-- start --
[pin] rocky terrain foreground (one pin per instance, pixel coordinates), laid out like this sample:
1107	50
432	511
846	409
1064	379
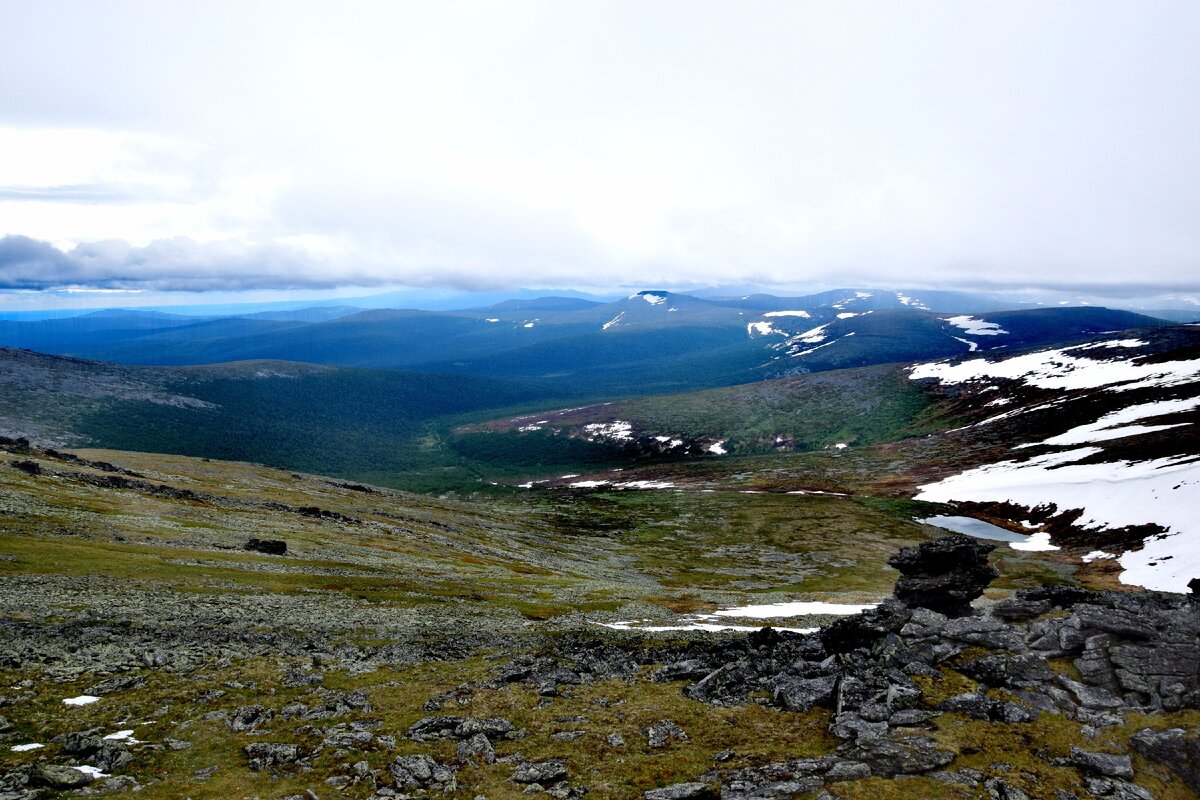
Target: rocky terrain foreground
1054	692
-- end --
Task to complete: Rewrite the data above with "rocky" swapped for "stony" everywhere it appears, changing nothing else, and omit the pictures.

Correct answer:
[pin] stony terrain foreground (one pin per instance, pixel coordinates), laid out like this sample:
1107	50
432	511
846	409
1064	379
Target: stony terrain foreground
1054	692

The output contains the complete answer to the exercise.